Your goal: Copy out every one of the lines below verbatim, keeping each word, number, tab, and line break unchanged.

>> start Exercise inputs

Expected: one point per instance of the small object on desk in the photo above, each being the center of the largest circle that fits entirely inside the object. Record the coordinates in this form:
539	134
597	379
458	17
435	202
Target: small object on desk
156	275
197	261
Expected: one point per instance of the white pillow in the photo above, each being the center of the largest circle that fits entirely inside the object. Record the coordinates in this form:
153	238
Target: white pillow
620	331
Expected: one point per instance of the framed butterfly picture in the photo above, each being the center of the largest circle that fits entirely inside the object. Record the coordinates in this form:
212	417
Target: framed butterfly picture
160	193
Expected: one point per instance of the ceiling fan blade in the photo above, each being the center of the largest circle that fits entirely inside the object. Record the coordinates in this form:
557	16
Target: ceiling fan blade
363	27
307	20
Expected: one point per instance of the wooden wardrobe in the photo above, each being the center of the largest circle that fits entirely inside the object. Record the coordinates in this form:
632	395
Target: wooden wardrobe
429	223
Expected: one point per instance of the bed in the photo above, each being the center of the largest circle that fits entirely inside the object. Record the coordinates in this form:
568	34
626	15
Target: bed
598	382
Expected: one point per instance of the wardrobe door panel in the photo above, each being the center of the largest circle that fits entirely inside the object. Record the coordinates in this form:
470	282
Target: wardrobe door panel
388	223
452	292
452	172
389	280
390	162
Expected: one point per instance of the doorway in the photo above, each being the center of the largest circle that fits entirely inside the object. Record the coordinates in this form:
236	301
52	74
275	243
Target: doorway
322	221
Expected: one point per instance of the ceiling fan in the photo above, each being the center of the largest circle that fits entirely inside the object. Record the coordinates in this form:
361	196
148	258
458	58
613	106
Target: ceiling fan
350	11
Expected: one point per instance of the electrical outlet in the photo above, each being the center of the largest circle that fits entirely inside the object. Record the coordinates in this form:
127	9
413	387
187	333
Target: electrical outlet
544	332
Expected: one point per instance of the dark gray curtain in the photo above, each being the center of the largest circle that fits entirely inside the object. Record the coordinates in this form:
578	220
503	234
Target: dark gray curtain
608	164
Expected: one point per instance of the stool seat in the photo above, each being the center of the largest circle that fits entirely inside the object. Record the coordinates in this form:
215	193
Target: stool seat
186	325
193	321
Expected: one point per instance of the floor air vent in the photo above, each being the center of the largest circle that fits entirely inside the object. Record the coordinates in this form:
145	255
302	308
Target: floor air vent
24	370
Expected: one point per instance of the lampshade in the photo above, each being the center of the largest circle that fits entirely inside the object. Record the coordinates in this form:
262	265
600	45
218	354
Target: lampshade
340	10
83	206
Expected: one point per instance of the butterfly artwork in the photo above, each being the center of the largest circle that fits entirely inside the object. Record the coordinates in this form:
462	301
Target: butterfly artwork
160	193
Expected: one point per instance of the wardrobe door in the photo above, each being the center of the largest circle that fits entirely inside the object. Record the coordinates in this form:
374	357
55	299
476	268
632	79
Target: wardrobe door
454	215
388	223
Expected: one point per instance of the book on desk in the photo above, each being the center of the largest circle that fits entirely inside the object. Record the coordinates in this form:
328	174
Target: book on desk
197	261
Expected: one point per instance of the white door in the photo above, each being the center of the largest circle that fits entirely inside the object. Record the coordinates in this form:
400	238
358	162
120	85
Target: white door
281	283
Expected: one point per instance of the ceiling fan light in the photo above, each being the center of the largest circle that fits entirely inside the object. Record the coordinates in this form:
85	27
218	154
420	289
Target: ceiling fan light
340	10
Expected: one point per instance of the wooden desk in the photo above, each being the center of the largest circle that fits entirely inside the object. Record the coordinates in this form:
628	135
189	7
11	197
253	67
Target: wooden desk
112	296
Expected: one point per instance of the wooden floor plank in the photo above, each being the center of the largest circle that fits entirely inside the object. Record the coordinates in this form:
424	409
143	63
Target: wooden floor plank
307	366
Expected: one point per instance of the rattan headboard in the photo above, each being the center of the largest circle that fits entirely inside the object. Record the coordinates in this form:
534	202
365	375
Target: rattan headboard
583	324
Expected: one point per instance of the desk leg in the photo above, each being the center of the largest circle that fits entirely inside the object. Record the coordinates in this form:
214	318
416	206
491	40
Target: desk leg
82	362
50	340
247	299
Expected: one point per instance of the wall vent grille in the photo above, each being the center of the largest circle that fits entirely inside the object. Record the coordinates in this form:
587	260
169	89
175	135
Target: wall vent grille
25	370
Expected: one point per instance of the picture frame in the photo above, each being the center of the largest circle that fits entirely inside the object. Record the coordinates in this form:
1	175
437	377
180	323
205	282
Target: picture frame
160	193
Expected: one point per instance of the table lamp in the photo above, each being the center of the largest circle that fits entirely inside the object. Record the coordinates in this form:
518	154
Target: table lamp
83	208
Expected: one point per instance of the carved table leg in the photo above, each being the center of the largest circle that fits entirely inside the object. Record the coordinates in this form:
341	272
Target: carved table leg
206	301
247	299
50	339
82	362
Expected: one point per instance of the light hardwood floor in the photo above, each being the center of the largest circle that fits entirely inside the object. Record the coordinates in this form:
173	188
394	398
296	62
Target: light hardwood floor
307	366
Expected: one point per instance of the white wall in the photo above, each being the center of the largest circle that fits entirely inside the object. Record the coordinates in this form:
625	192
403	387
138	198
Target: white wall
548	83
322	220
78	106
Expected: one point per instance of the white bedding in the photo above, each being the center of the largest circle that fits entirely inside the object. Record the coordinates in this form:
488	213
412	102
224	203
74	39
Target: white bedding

>> end Exercise inputs

Result for this task:
Expected: one point per instance of the small object on desk in the photo above, each being the center of the largest circle that fits entirely inside the object. Record the coordinates in this form:
539	134
597	379
458	17
435	202
Target: small object on desk
156	275
197	261
Expected: one point per instance of the white pillow in the photo above, each being the center of the largest circle that fits entirely inside the object. Record the coordinates in this form:
153	238
Target: white pillow
620	331
Expected: one point per instance of the framed butterfly picture in the photo above, each being the center of the largest circle that fits entirely inside the object. Record the coordinates in this form:
212	417
Target: framed butterfly picture
160	193
Expected: one point per instance of the ceiling fan blade in the photo above, each being the center of the largest circle that fits entirely inside the object. Record the coordinates in this form:
557	16
Target: ceiling fan blade
363	27
307	20
Expected: one point per instance of the wooden wardrobe in the photo above, each being the center of the largest circle that fits entirely inside the object. Record the coordinates in this form:
632	395
Target: wooden wardrobe
429	223
Expected: one point per instance of the bed in the photo above, each being the center of the largest circle that fits entirely inside the object. Record the coordinates in this form:
568	34
626	15
Target: bed
598	382
Expected: one point per instance of the wardrobe door panel in the photo above, each being the center of the largest circle that fits entirely inside the object. Record the coordinates in this form:
470	282
Target: wardrobe door panel
388	223
452	292
452	172
389	280
390	162
Expected: one point per instance of the doorway in the photo above, each being the center of the largest circle that fits entirely inside the object. Record the coordinates in this form:
236	301
52	74
275	243
Target: doorway
322	221
Expected: one point per instance of the ceiling fan in the photo above, each being the center of the largest circle that fits entirely inside the object. Record the coordinates in this form:
361	196
148	258
458	58
613	106
Target: ceiling fan
350	11
Expected: one point per instance of the electrical outlet in the photo above, each being the center of the largest circle that fits entirely inside the object. Record the coordinates in this form:
127	9
413	387
187	333
Target: electrical outlet
544	332
Expected: one point per instance of the dark gray curtain in the photo above, each being the center of the largest circle that fits entirely inside the object. Record the coordinates in this form:
578	220
503	234
Target: dark gray curtain
608	164
Expected: one point per instance of the stool seat in the photo above, each being the center of the largest circle that fits entirely inside the object. Record the coordinates in this form:
215	193
Target: stool seat
186	325
193	321
Expected: one point per instance of the floor air vent in the photo above, each being the center of the largest circle that fits entirely inside the object. Record the coordinates in this form:
145	255
302	308
Target: floor air vent
24	370
Expected: one point per instance of the lampshade in the photo above, each being the center of the largest circle that fits entirely inside the object. Record the coordinates in this form:
262	265
600	45
218	354
Target: lampshade
340	10
83	206
Expected: one point per instance of the butterfly artwork in the photo above, each being the center of the largest circle that fits entirely inside the object. Record the coordinates in this form:
462	301
Target: butterfly artwork
160	193
Expected: one point per instance of the wardrobe door in the photo above, each being the center of the largest circle that fits entirely inside the object. Record the coordinates in this form:
374	357
55	299
476	268
632	79
Target: wardrobe door
454	215
388	223
Expected: one point per instance of the book on desk in the photo above, each being the center of the largest circle that fits entirely inside the object. Record the coordinates in this form:
328	174
Target: book on desk
197	261
Expected: one point per instance of the white door in the photo above, each being the center of the largest circle that fits entirely inside the object. Record the coordinates in this form:
400	238
358	162
120	85
Target: white door
281	283
Expected: one point per instance of the ceiling fan light in the photo above, each being the center of the largest circle that fits entirely inside the object. Record the coordinates in this form:
85	27
218	154
420	289
Target: ceiling fan light
340	10
Expected: one point per instance of the wooden desk in the photo above, each being the center of the largest circle that fits entirely inside the object. Record the coordinates in this form:
628	135
189	7
11	197
253	67
Target: wooden desk
112	296
Expected: one point per instance of the wooden floor plank in the photo above, each being the center of the largest circle that fits entirely inside the object. Record the coordinates in this form:
424	409
143	63
Target: wooden floor plank
307	366
Expected: one point per instance of the rattan headboard in the photo above, each being the center of the largest circle that fits entirely inside the object. Record the coordinates in this form:
534	202
365	375
Target: rattan headboard
583	324
Expected: one point per instance of the desk leg in the photo above, each being the center of the largest circle that fits entirely inside the object. Record the coordinates in this form:
214	318
416	206
491	40
Target: desk leg
82	362
50	340
247	299
Expected: one point per instance of the wall vent grille in the photo above, each being the center of the largest circle that fits entirely inside the object. Record the coordinates in this form:
587	260
169	89
175	135
Target: wall vent grille
25	370
Expected: one point per instance of the picture frame in the photo above, each being the center of the largest circle that fits entirely inside the object. Record the coordinates in this form:
1	175
437	377
180	323
205	282
Target: picture frame
160	193
Expected: one point per instance of the table lamp in the photo above, each being the center of the largest circle that fits entirely inside the object. Record the coordinates in this form:
518	154
Target: table lamp
83	208
Expected: one point per instance of the carved table leg in the photo above, each being the center of the largest circle that fits entirely inside the object. Record the coordinates in this form:
341	272
Target: carved table leg
206	301
247	299
50	339
82	362
Expected: one point per instance of the light hardwood floor in the photo above, each being the center of the largest circle that fits entirely inside the object. Record the coordinates in this form:
173	188
394	398
296	62
Target: light hardwood floor
307	366
Expected: one point per instance of the white wall in the photo above, each being the center of the largest circle that fits entirely inside the object. Record the coordinates in this form:
625	192
403	387
138	198
Target: white wall
548	83
322	220
78	106
Expected: one point per instance of the white bedding in the photo above, each being the center of the largest circle that fits entirely inside the object. Record the coordinates in this form:
488	213
412	102
224	203
74	39
Target: white bedding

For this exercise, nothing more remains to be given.